# WORK TO BE COMPLETED
Search the entries for the word "balcony" and copy each line that has it.

+++ SOURCE DATA

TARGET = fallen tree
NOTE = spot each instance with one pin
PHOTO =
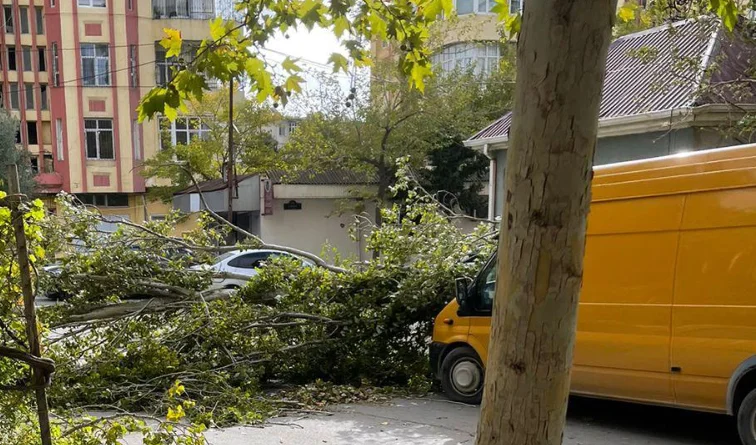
(355, 324)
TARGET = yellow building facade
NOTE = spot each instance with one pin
(73, 72)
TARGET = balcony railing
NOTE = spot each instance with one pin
(183, 9)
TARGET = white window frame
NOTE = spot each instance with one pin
(136, 140)
(164, 65)
(203, 132)
(483, 56)
(486, 4)
(97, 78)
(59, 139)
(92, 3)
(97, 130)
(133, 71)
(56, 72)
(516, 11)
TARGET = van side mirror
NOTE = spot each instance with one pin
(463, 286)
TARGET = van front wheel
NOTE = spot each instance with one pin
(747, 419)
(462, 375)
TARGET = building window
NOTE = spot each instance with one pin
(59, 138)
(48, 163)
(464, 7)
(515, 6)
(92, 3)
(136, 139)
(41, 59)
(104, 199)
(23, 12)
(186, 9)
(31, 132)
(165, 66)
(39, 20)
(12, 60)
(14, 96)
(184, 129)
(99, 135)
(8, 17)
(29, 88)
(26, 58)
(133, 72)
(482, 58)
(95, 64)
(56, 71)
(43, 96)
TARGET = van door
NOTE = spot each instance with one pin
(623, 336)
(714, 312)
(484, 290)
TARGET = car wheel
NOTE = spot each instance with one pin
(747, 419)
(462, 375)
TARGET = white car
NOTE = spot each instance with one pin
(245, 263)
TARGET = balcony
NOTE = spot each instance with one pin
(183, 9)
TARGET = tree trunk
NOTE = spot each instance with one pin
(560, 69)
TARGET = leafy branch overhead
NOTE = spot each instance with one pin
(233, 49)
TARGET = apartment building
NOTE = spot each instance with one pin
(73, 72)
(473, 38)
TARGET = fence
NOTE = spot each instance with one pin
(183, 9)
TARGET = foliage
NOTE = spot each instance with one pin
(456, 175)
(632, 17)
(10, 153)
(384, 120)
(139, 320)
(233, 49)
(206, 158)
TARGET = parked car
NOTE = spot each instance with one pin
(668, 302)
(244, 263)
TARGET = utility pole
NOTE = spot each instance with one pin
(230, 176)
(39, 381)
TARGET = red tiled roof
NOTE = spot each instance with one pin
(661, 69)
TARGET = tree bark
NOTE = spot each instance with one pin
(560, 68)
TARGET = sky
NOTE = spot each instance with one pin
(312, 48)
(316, 45)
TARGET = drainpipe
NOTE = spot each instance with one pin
(491, 183)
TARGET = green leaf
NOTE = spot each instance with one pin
(627, 12)
(152, 103)
(293, 83)
(170, 112)
(433, 9)
(253, 65)
(513, 24)
(171, 42)
(340, 25)
(340, 63)
(418, 74)
(501, 9)
(217, 29)
(728, 12)
(290, 66)
(378, 26)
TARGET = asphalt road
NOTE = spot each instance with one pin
(435, 421)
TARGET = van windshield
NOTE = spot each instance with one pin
(486, 287)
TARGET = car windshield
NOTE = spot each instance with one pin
(225, 256)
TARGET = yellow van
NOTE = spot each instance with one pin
(668, 305)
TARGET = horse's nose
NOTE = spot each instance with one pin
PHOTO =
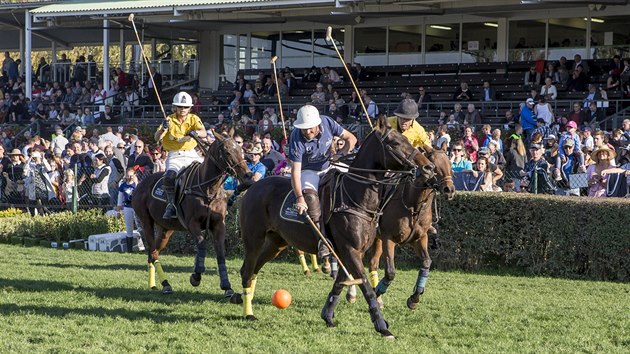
(428, 169)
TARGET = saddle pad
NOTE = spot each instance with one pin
(288, 211)
(158, 192)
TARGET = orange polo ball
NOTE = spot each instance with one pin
(281, 299)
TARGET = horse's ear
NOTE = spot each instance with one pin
(217, 136)
(381, 123)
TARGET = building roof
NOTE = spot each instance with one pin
(77, 8)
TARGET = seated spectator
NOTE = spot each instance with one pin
(515, 159)
(532, 79)
(463, 93)
(568, 163)
(603, 159)
(459, 160)
(254, 164)
(548, 90)
(536, 173)
(319, 96)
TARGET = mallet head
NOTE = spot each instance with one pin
(329, 33)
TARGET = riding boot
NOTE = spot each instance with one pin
(169, 189)
(314, 211)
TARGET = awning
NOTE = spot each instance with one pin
(95, 8)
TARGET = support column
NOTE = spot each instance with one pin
(348, 45)
(122, 48)
(502, 39)
(106, 54)
(28, 73)
(209, 60)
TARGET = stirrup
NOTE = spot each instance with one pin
(170, 212)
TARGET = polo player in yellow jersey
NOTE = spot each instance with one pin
(405, 122)
(176, 134)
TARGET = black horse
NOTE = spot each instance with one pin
(352, 224)
(203, 206)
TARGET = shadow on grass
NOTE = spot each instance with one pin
(156, 315)
(117, 293)
(135, 267)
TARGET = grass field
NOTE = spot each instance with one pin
(77, 301)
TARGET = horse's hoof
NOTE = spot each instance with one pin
(236, 299)
(387, 334)
(411, 304)
(195, 279)
(381, 304)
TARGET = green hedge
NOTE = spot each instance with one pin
(542, 235)
(59, 227)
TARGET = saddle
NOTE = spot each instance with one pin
(182, 182)
(327, 186)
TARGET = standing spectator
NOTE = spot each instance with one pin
(463, 93)
(536, 172)
(515, 159)
(424, 98)
(603, 159)
(488, 93)
(125, 195)
(470, 144)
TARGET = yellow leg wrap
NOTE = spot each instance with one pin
(374, 278)
(247, 302)
(151, 276)
(160, 271)
(314, 262)
(303, 263)
(253, 287)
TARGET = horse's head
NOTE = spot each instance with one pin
(442, 181)
(229, 153)
(398, 153)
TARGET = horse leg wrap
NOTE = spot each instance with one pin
(421, 282)
(200, 259)
(377, 317)
(328, 312)
(314, 263)
(303, 264)
(247, 302)
(224, 281)
(334, 267)
(151, 269)
(382, 286)
(374, 278)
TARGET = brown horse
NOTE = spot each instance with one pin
(408, 219)
(203, 207)
(351, 225)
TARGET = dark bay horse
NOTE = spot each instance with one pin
(351, 226)
(203, 207)
(407, 219)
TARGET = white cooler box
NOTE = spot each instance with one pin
(114, 242)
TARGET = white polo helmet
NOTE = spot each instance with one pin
(308, 117)
(182, 99)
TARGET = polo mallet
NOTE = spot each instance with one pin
(329, 38)
(351, 281)
(146, 63)
(275, 75)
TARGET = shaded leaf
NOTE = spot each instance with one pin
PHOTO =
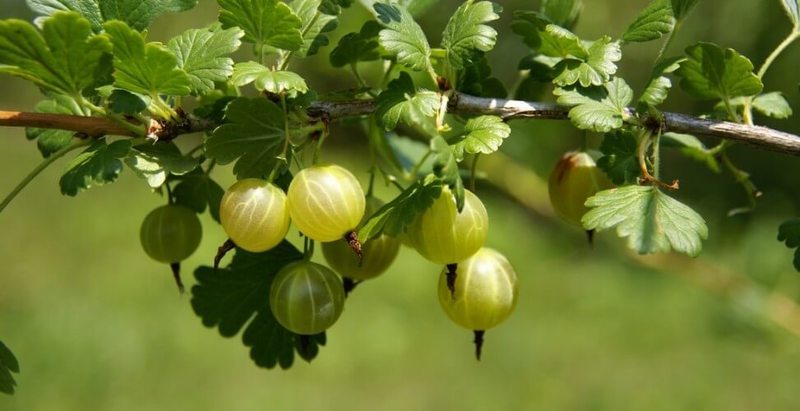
(276, 82)
(8, 365)
(652, 23)
(466, 32)
(202, 54)
(445, 166)
(596, 109)
(99, 164)
(253, 137)
(403, 38)
(64, 58)
(713, 73)
(651, 220)
(620, 161)
(155, 162)
(149, 69)
(483, 135)
(136, 13)
(265, 22)
(402, 102)
(356, 47)
(237, 297)
(789, 233)
(197, 190)
(394, 217)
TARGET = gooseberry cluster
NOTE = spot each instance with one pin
(478, 286)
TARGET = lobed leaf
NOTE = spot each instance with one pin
(266, 23)
(403, 38)
(600, 110)
(145, 68)
(253, 137)
(64, 58)
(155, 162)
(789, 233)
(8, 365)
(237, 297)
(652, 23)
(99, 164)
(651, 220)
(713, 73)
(136, 13)
(620, 161)
(276, 82)
(202, 54)
(658, 88)
(773, 105)
(357, 47)
(483, 135)
(402, 102)
(445, 166)
(466, 32)
(394, 217)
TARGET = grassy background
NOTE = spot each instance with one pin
(97, 325)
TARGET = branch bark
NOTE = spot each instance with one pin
(762, 137)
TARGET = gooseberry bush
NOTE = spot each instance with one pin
(123, 100)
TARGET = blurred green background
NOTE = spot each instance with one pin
(97, 325)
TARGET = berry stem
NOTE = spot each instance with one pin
(452, 273)
(228, 245)
(478, 343)
(176, 273)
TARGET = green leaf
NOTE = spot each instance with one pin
(8, 364)
(445, 166)
(197, 190)
(136, 13)
(652, 23)
(483, 135)
(99, 164)
(149, 69)
(394, 217)
(402, 102)
(51, 140)
(237, 297)
(124, 102)
(773, 105)
(596, 109)
(681, 8)
(357, 47)
(620, 161)
(596, 69)
(793, 11)
(64, 58)
(651, 220)
(466, 32)
(254, 135)
(657, 89)
(713, 73)
(276, 82)
(789, 232)
(315, 26)
(415, 7)
(563, 13)
(155, 162)
(265, 22)
(690, 146)
(403, 38)
(202, 54)
(476, 79)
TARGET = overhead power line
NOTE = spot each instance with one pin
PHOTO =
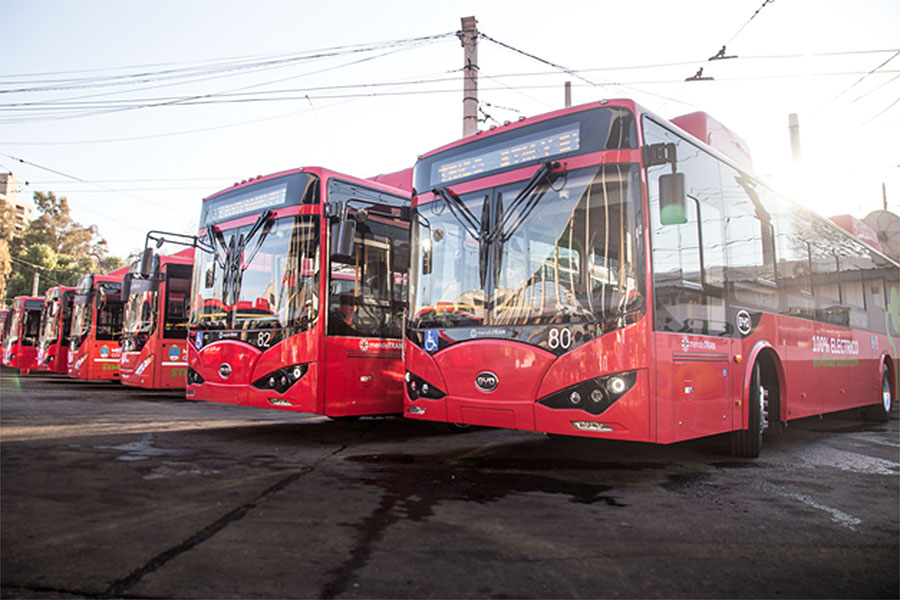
(212, 69)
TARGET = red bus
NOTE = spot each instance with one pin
(300, 281)
(94, 350)
(56, 322)
(598, 271)
(155, 323)
(4, 313)
(20, 333)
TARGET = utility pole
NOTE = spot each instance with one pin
(469, 38)
(794, 126)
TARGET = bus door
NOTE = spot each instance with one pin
(696, 376)
(172, 329)
(364, 370)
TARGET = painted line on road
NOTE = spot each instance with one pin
(838, 516)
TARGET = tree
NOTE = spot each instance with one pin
(55, 246)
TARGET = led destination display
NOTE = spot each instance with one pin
(523, 150)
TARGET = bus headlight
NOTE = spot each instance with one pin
(282, 379)
(194, 378)
(593, 395)
(143, 366)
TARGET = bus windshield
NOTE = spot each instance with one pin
(50, 317)
(569, 251)
(270, 282)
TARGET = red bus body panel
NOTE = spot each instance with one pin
(687, 386)
(20, 354)
(345, 376)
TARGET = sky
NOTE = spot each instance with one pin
(137, 110)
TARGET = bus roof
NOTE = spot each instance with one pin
(323, 173)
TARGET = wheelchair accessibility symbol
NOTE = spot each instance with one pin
(431, 340)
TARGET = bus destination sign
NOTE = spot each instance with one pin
(256, 201)
(500, 156)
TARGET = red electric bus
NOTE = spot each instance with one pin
(56, 322)
(155, 322)
(300, 280)
(20, 333)
(3, 314)
(598, 271)
(97, 313)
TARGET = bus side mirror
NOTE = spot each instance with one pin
(147, 263)
(672, 201)
(343, 236)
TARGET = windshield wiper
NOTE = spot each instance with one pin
(459, 210)
(235, 261)
(532, 201)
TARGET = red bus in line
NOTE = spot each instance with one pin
(300, 280)
(3, 314)
(20, 333)
(56, 322)
(155, 322)
(598, 271)
(97, 313)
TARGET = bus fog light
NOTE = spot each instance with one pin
(617, 385)
(282, 379)
(590, 426)
(143, 366)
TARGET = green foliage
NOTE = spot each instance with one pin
(54, 245)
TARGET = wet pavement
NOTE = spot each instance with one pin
(106, 491)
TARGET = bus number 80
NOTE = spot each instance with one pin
(560, 339)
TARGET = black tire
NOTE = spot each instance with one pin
(881, 412)
(747, 443)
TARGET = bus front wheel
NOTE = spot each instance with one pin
(881, 411)
(747, 443)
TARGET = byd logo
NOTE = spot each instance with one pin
(486, 381)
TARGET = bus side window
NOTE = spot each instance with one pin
(750, 247)
(689, 252)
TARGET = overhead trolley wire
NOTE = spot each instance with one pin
(222, 69)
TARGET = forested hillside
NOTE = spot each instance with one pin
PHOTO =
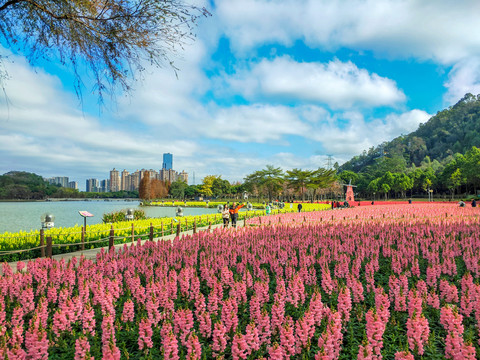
(441, 155)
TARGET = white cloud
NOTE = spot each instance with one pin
(337, 84)
(42, 129)
(254, 123)
(357, 134)
(441, 30)
(463, 78)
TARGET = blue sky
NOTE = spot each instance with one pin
(265, 82)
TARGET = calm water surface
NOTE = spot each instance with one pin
(16, 216)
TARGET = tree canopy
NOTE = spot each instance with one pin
(112, 38)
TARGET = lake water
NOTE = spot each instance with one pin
(16, 216)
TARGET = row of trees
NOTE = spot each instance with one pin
(273, 183)
(390, 177)
(269, 183)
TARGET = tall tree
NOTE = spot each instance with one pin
(177, 189)
(144, 190)
(321, 179)
(113, 38)
(297, 179)
(269, 179)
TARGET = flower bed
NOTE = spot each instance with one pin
(69, 239)
(400, 286)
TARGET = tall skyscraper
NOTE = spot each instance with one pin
(183, 176)
(167, 161)
(92, 185)
(124, 185)
(73, 185)
(114, 180)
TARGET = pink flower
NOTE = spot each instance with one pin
(219, 341)
(82, 349)
(194, 349)
(128, 311)
(145, 334)
(239, 347)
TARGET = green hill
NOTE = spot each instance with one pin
(429, 156)
(450, 131)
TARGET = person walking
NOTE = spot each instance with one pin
(234, 213)
(225, 215)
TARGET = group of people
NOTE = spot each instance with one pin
(338, 204)
(231, 213)
(462, 203)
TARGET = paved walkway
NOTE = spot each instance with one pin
(92, 253)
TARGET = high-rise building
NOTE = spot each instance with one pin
(92, 185)
(123, 185)
(168, 175)
(59, 180)
(73, 185)
(183, 176)
(114, 180)
(167, 161)
(104, 185)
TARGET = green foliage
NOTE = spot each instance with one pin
(429, 156)
(117, 216)
(269, 180)
(110, 38)
(177, 189)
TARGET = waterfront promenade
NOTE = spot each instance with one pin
(91, 254)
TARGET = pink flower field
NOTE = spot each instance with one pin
(393, 282)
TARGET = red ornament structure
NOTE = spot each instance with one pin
(349, 196)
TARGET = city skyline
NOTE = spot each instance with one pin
(264, 82)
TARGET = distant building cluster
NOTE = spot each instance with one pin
(63, 182)
(125, 180)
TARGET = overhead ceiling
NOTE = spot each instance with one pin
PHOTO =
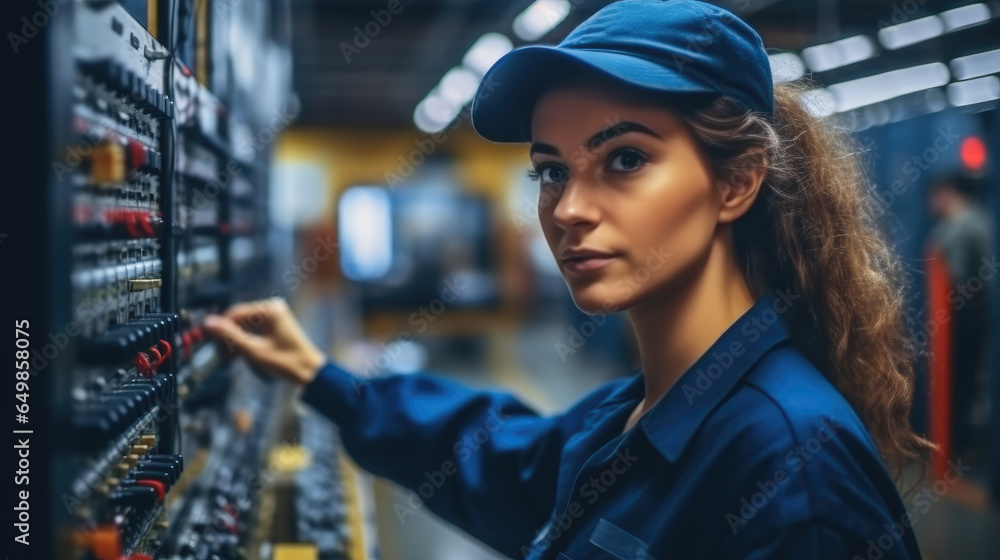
(343, 81)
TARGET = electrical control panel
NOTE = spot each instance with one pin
(141, 213)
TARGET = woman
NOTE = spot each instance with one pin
(678, 185)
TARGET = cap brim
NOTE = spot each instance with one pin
(504, 101)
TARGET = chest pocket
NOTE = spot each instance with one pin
(613, 540)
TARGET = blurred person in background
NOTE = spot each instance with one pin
(677, 184)
(962, 233)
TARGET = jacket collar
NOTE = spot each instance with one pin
(672, 422)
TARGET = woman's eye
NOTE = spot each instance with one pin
(548, 174)
(626, 160)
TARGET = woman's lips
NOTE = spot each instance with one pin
(588, 263)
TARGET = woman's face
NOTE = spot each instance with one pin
(627, 201)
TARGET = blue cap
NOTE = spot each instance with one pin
(686, 48)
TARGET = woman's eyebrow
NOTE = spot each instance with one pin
(605, 135)
(541, 148)
(617, 129)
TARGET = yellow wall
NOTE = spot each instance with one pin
(352, 157)
(363, 157)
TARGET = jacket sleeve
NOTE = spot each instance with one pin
(480, 459)
(819, 540)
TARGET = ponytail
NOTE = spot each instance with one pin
(813, 231)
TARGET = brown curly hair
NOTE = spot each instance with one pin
(814, 229)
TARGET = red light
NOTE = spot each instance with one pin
(973, 153)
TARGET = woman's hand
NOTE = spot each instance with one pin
(269, 336)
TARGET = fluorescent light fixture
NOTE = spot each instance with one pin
(975, 65)
(539, 18)
(936, 100)
(435, 112)
(911, 32)
(459, 85)
(881, 87)
(485, 51)
(966, 15)
(970, 92)
(821, 58)
(365, 232)
(786, 67)
(819, 102)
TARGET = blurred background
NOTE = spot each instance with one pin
(353, 183)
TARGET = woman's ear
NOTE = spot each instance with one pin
(739, 187)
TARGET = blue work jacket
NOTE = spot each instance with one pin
(752, 454)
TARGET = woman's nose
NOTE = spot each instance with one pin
(576, 207)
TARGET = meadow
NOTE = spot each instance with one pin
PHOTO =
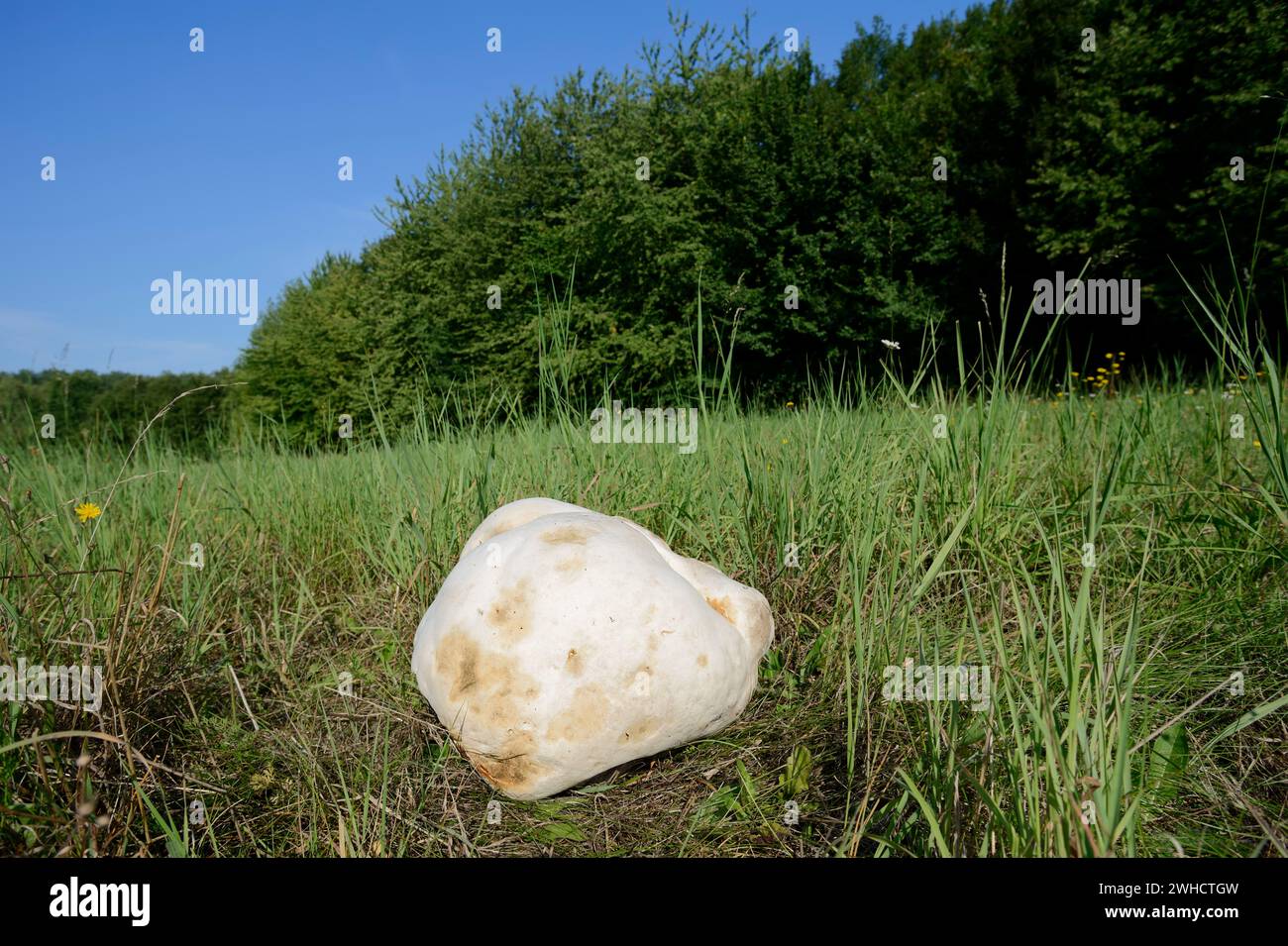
(1108, 547)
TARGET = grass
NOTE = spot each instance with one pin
(1117, 563)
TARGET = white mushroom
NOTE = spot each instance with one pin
(566, 643)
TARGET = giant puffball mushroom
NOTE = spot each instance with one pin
(566, 643)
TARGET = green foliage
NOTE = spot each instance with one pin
(112, 408)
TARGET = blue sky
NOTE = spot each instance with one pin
(223, 163)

++++++

# TASK OUTPUT
TARGET = balcony railing
TARGET = balcony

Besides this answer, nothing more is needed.